SET PROBLEM A
According to the article on Australia's privacy laws and the cloud industry, which country is the front-runner as a data hub?
──────── TEXT SHOWN ────────
Privacy laws are affecting Australia’s cloud industry

Cloud2
7 March 2013

A lack of clarity in Australia’s privacy laws may hinder Australia’s prospects of becoming a data centre-hub in Asia. Cloud providers frequently find it difficult to determine their obligations under the Privacy Act. Resolving this uncertainty now will put Australia in a better position to capture a slice of the global cloud computing industry.

As global technology heavyweights target Asia for deployment of data centre infrastructure, the contest for best jurisdiction is heating up. 

Compared to front-runner Singapore, Australia is at a disadvantage as a potential data-hub thanks to high telecommunications costs and its location on Asia’s periphery, which results in higher network latency when servicing the Asian market. 

Despite this, there is growing interest and investment in Australian-based data centre infrastructure which marks Australia as a viable alternative. 

One factor trumpeted by the Australian Government as being in Australia’s favour is the stable political and regulatory environment.  Indeed, Australia’s regulatory environment has been ranked fairly highly as against the 13 other jurisdictions in the Asia Cloud Computing Association’s 2012 Cloud Readiness Index (as shown in the table below).
──────── DATA SUPPLIED ────────
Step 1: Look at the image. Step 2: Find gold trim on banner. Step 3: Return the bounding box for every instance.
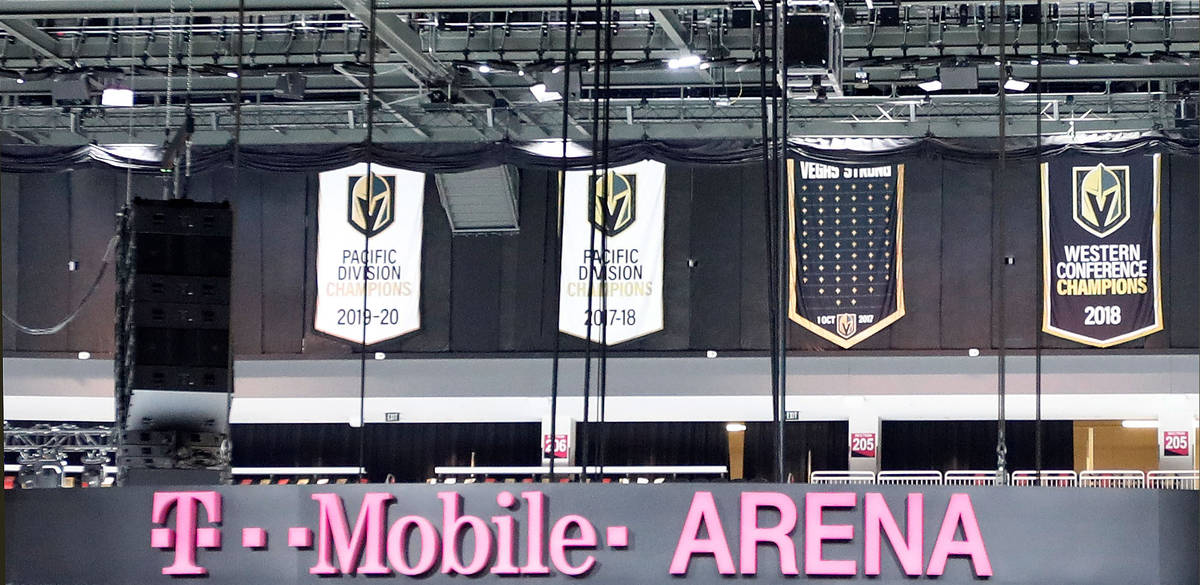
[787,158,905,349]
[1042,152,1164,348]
────────
──────── DATA SUPPLIED ────────
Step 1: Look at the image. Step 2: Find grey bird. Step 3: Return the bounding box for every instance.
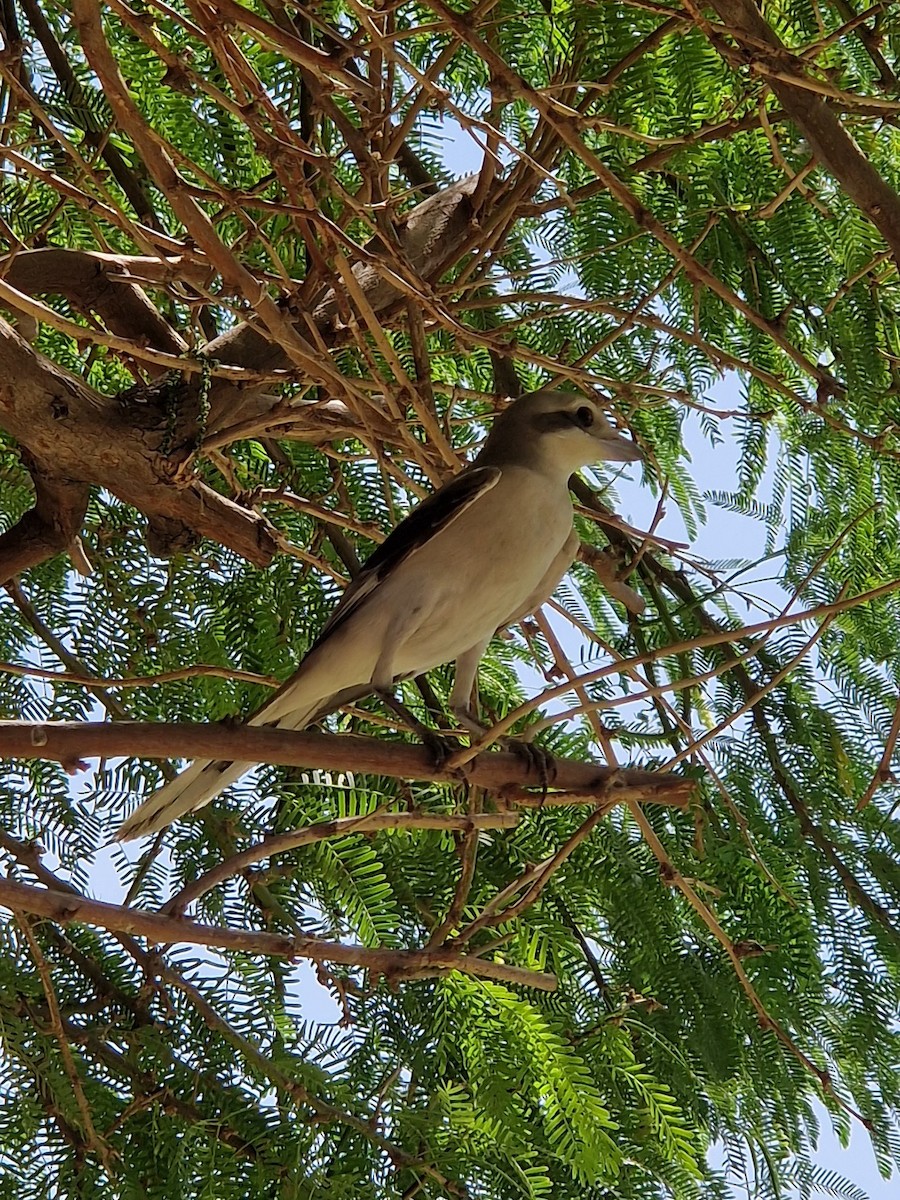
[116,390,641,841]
────────
──────── DATA SUPPLIED ────────
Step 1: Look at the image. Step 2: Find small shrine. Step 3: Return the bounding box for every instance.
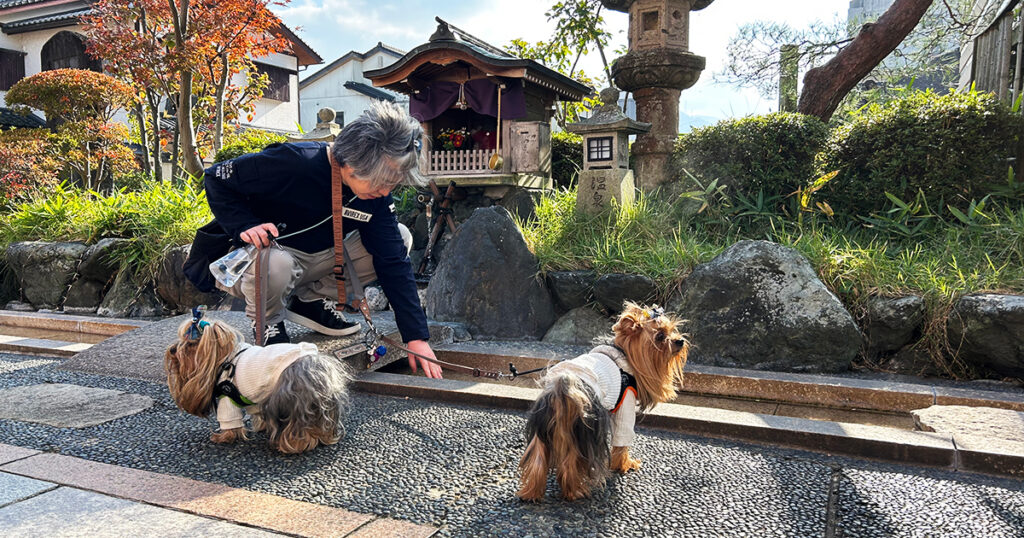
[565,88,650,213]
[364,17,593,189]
────────
SET PROBLEM B
Turn the rows into a Markdown table with columns n and Line, starting at the line that has "Step 1: Look at the image. Step 2: Find grey" and stopping after the line that has "[116,390,641,841]". Leave out blank lines and the pictures.

FINISHED ANSWER A
Singapore

FINISHED ANSWER B
| n | Line |
|---|---|
| 1 | Step 1: Look at the image. Step 2: Find grey bird. Step 3: Return the bounding box for every instance. |
| 2 | [116,390,641,841] |